(Lines of data)

--- BEGIN ---

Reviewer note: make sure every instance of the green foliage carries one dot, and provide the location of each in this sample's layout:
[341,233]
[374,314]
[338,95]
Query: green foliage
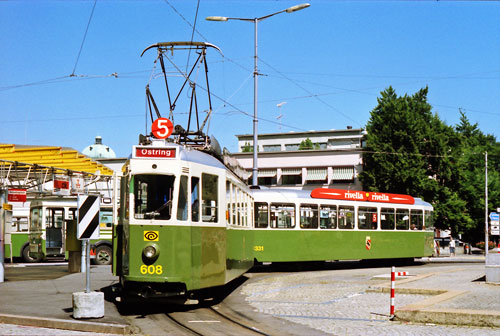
[307,144]
[410,150]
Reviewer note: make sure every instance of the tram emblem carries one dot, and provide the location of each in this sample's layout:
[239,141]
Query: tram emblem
[368,242]
[151,235]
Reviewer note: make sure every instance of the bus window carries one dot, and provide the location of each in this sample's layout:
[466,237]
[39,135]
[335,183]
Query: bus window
[195,199]
[429,220]
[387,218]
[367,218]
[209,197]
[308,216]
[182,199]
[402,219]
[282,216]
[328,217]
[153,196]
[346,217]
[106,218]
[416,220]
[20,224]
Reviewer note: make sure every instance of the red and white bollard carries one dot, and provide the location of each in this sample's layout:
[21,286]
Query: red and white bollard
[393,284]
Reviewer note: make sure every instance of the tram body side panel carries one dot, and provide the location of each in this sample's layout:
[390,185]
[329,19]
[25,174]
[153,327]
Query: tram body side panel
[274,245]
[240,253]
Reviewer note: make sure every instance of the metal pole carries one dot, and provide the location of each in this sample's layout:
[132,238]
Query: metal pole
[486,203]
[2,235]
[255,121]
[87,265]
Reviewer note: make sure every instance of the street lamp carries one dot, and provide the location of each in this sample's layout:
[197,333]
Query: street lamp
[255,75]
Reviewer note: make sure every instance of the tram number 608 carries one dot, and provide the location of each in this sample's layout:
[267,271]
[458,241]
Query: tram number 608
[151,269]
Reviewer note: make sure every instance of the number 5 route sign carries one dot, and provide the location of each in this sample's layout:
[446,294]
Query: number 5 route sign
[162,128]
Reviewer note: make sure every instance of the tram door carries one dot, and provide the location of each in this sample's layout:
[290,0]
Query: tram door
[54,229]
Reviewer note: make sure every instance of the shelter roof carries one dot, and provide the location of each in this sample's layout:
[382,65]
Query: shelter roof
[23,162]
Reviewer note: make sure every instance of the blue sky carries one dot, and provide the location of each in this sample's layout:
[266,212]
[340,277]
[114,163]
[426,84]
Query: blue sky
[328,63]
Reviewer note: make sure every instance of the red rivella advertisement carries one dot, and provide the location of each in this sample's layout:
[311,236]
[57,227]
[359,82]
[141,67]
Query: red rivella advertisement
[340,194]
[155,152]
[357,195]
[16,195]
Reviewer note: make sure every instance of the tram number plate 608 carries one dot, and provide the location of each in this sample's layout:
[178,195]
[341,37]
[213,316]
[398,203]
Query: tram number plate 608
[151,269]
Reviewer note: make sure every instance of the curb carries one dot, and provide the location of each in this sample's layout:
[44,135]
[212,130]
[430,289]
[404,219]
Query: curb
[45,322]
[480,318]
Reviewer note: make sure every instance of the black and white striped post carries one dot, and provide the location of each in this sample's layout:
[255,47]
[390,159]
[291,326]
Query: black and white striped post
[88,226]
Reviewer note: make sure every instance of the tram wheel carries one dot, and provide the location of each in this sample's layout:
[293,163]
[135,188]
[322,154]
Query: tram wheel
[103,255]
[29,259]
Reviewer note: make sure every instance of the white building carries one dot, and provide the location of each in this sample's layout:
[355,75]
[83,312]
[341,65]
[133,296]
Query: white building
[334,161]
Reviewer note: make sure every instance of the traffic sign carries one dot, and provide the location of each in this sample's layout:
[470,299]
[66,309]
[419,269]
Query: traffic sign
[494,216]
[162,128]
[88,216]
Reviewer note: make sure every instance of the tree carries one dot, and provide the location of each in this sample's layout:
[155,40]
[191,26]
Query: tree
[409,150]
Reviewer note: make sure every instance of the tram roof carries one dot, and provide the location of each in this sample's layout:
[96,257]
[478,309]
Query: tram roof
[60,160]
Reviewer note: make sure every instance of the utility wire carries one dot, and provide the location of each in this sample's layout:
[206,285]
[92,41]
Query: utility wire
[192,34]
[314,96]
[84,37]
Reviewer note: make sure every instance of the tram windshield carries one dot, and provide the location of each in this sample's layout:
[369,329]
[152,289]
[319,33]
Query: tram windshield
[153,196]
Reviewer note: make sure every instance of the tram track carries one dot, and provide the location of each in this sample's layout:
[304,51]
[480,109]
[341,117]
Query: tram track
[211,321]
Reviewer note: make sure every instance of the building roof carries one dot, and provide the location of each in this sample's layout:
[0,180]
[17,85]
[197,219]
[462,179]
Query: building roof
[98,150]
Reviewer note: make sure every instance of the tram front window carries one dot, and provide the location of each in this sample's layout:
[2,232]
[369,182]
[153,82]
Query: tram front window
[153,196]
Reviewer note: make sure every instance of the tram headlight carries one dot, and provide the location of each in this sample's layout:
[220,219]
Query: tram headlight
[150,253]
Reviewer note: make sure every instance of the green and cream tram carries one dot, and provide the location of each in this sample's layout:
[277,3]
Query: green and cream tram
[333,224]
[184,222]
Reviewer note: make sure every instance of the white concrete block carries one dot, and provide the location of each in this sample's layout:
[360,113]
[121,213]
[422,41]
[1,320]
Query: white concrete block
[88,305]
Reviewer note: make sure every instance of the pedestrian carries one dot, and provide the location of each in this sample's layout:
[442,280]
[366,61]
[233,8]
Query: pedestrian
[452,247]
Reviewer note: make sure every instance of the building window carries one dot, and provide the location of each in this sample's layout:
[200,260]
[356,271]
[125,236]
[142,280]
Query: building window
[291,176]
[292,147]
[272,148]
[316,175]
[343,174]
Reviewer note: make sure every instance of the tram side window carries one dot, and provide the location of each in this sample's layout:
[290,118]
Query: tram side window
[402,219]
[367,218]
[328,217]
[36,219]
[416,220]
[209,197]
[429,220]
[282,216]
[261,215]
[309,216]
[182,201]
[195,199]
[19,224]
[387,218]
[346,217]
[153,196]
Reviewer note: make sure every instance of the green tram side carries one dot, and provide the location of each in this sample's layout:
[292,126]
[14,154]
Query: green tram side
[292,226]
[47,230]
[184,223]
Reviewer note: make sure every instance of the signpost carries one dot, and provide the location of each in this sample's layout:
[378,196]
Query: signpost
[88,226]
[88,304]
[494,224]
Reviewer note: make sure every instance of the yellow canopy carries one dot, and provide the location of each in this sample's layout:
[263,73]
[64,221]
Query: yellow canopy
[59,159]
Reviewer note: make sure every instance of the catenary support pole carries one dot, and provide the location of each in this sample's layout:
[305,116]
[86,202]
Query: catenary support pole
[393,285]
[486,203]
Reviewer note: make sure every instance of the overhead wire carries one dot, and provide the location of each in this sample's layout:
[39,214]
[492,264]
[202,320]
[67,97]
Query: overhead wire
[83,40]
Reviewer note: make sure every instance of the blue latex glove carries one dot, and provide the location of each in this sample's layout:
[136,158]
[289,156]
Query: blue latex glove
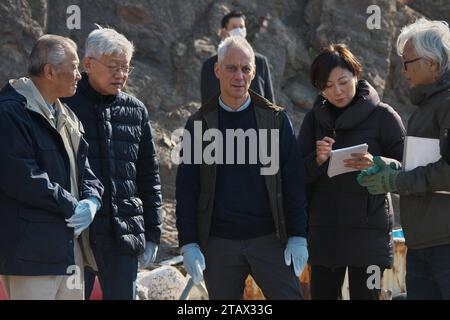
[84,214]
[194,261]
[149,255]
[297,252]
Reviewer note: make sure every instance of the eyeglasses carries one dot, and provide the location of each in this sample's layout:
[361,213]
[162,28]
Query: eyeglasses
[116,69]
[405,63]
[231,68]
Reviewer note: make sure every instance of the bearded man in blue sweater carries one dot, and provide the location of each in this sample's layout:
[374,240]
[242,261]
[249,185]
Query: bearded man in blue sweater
[241,208]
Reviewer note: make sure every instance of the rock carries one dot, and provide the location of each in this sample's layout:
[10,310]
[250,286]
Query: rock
[164,283]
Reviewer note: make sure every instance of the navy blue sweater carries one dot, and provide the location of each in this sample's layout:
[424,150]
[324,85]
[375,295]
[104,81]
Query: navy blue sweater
[241,204]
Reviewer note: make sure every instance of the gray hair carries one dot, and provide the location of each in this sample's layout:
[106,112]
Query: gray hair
[106,41]
[49,49]
[431,39]
[235,42]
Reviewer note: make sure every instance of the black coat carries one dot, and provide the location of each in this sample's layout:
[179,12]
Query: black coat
[34,196]
[123,156]
[262,84]
[347,225]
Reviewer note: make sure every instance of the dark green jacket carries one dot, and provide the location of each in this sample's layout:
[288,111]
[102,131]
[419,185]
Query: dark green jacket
[195,209]
[425,215]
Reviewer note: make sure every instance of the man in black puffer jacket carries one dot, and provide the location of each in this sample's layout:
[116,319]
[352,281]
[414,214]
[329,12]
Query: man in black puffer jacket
[123,156]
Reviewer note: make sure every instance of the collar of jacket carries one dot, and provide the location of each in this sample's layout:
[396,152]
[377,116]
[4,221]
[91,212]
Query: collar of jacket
[90,92]
[257,100]
[420,94]
[209,110]
[364,103]
[36,103]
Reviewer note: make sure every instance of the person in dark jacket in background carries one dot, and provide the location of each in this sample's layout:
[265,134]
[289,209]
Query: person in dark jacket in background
[124,158]
[48,193]
[348,227]
[242,217]
[425,190]
[233,23]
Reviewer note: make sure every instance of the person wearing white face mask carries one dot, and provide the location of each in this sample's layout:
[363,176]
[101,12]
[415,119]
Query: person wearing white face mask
[233,24]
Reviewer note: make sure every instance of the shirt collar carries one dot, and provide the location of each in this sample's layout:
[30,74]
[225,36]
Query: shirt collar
[241,108]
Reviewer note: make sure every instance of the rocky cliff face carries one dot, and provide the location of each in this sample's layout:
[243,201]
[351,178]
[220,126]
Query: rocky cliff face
[174,37]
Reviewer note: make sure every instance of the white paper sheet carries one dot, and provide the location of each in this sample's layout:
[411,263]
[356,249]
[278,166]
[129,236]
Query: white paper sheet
[336,164]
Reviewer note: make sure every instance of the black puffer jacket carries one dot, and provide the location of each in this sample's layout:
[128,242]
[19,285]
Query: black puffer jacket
[347,225]
[123,156]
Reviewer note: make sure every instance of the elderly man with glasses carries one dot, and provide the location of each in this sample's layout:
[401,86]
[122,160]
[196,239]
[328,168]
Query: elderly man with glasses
[123,156]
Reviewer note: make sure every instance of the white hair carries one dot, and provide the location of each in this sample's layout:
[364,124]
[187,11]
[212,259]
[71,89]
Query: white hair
[235,42]
[49,49]
[431,40]
[106,41]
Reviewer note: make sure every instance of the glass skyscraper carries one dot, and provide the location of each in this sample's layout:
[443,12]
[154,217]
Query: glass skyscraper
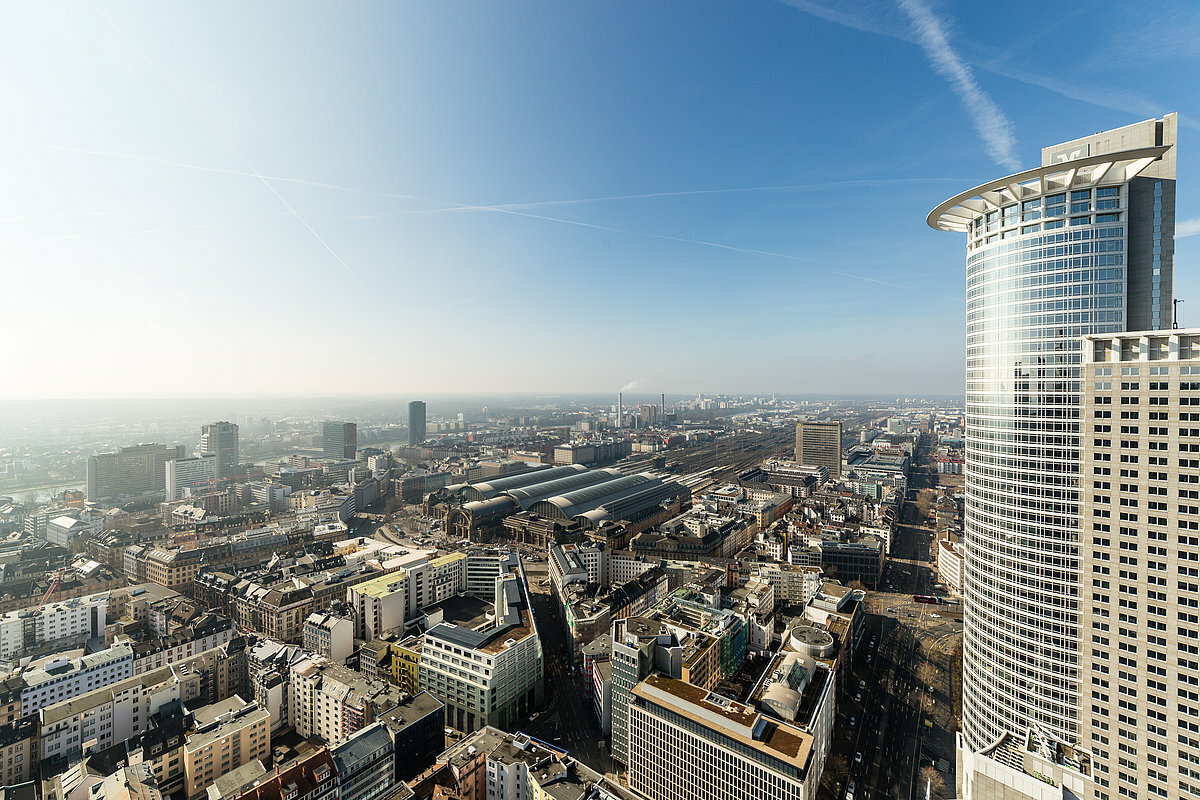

--- END ---

§ YOUR INSTRUCTIONS: Every line from the one containing "Reviewer note: make sure every instance of the elderly" through the end of the entries above, both included, should be extracted exactly, with pictures left out.

§ ANSWER BELOW:
Reviewer note: make sure every instance of the elderly man with glasses carries one dot, and provide the location of each in this sample's layout:
[401,86]
[122,160]
[196,239]
[328,168]
Query: elderly man with glasses
[123,156]
Reviewer note: make sure every instance of the white hair carries one dot, and provide the location of each in this sample's layout:
[364,124]
[187,11]
[212,259]
[71,89]
Query: white hair
[235,42]
[49,49]
[431,40]
[106,41]
Reviewer note: make sure every instance of the glass skyscraper carries one dot, and provide the location of each in this sample's layout:
[443,12]
[154,217]
Query: glass skyscraper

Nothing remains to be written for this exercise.